## Tasks to carry out
- 1) According to the Mycobacterium boenickei article, what complex does this species belong to?
- 2) In the Mycobacterium boenickei article, rewrite the passage from "Mycobacterium boenickei is" to "Mycobacterium fortuitum complex.", changing "soil" to "sand".

***** Text for analysis *****

Mycobacterium boenickei

Scientific classification
- Domain: Bacteria
- Kingdom: Bacillati
- Phylum: Actinomycetota
- Class: Actinomycetes
- Order: Mycobacteriales
- Family: Mycobacteriaceae
- Genus: Mycobacterium
- Species: M. boenickei
- Binomial name: Mycobacterium boenickei Schinsky et al. 2004, ATCC 49935

= Mycobacterium boenickei =

- Authority: Schinsky et al. 2004, ATCC 49935

Species of bacterium

Mycobacterium boenickei is a member of the Mycobacterium fortuitum third biovariant complex. They are rapidly growing ubiquitous environmental organisms that normally inhabit soil, dust and water. These organisms frequently are human pathogens that cause a wide spectrum of clinically significant disease. It is important for practitioners to be aware of these organisms as possible etiological agents, as they are resistant to most first-line anti-tuberculous agents.

- Etymology: boenickei, of Bönicke, in honour of the contribution of Rudolf Bönicke, a German mycobacteriologist, who first recognized the heterogeneity within the Mycobacterium fortuitum complex.

***** Available data *****

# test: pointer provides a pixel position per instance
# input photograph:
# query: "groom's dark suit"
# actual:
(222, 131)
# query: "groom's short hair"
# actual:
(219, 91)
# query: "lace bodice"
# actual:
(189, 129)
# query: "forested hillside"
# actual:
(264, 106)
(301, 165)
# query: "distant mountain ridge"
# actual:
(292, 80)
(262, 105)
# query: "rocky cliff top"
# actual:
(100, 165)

*****
***** Available data *****

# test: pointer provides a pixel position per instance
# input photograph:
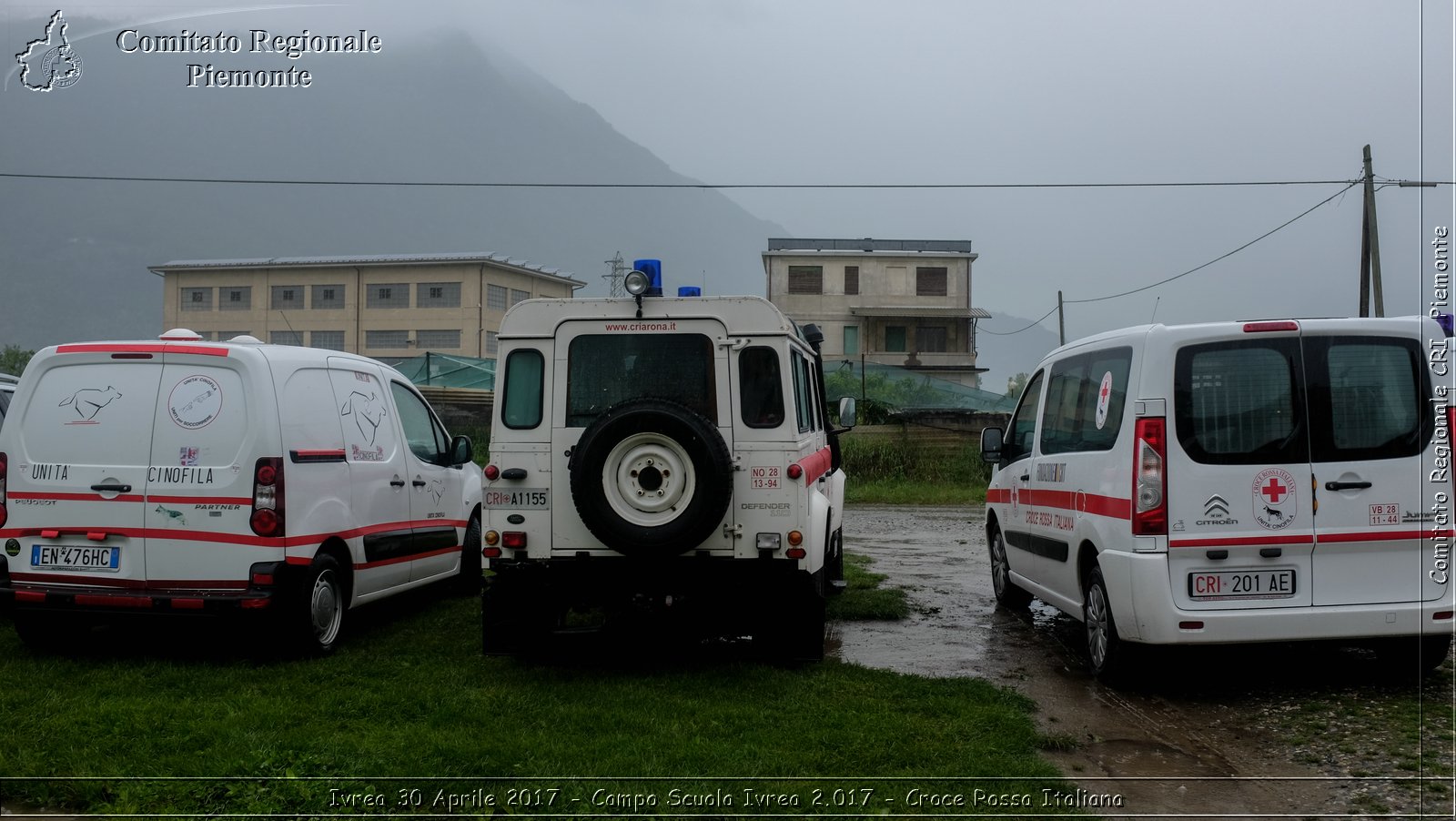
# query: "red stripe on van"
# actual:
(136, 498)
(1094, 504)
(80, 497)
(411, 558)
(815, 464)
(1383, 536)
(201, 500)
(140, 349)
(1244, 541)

*****
***** Available data *****

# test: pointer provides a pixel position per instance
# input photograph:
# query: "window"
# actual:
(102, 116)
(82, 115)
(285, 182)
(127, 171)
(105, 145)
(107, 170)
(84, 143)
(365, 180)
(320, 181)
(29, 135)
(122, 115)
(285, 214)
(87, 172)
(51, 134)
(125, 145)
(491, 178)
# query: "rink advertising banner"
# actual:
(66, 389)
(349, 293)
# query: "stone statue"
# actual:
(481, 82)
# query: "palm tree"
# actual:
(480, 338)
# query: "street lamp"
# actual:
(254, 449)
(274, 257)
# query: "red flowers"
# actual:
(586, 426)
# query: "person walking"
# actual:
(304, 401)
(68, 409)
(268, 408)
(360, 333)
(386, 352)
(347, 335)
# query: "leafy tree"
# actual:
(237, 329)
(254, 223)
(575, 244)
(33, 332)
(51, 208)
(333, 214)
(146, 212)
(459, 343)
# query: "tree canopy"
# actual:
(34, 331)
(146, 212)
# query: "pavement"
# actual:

*****

## Solution set
- 1) The Mycobacterium fortuitum third biovariant complex.

- 2)
Mycobacterium boenickei is a member of the Mycobacterium fortuitum third biovariant complex. They are rapidly growing ubiquitous environmental organisms that normally inhabit sand, dust and water. These organisms frequently are human pathogens that cause a wide spectrum of clinically significant disease. It is important for practitioners to be aware of these organisms as possible etiological agents, as they are resistant to most first-line anti-tuberculous agents.

- Etymology: boenickei, of Bönicke, in honour of the contribution of Rudolf Bönicke, a German mycobacteriologist, who first recognized the heterogeneity within the Mycobacterium fortuitum complex.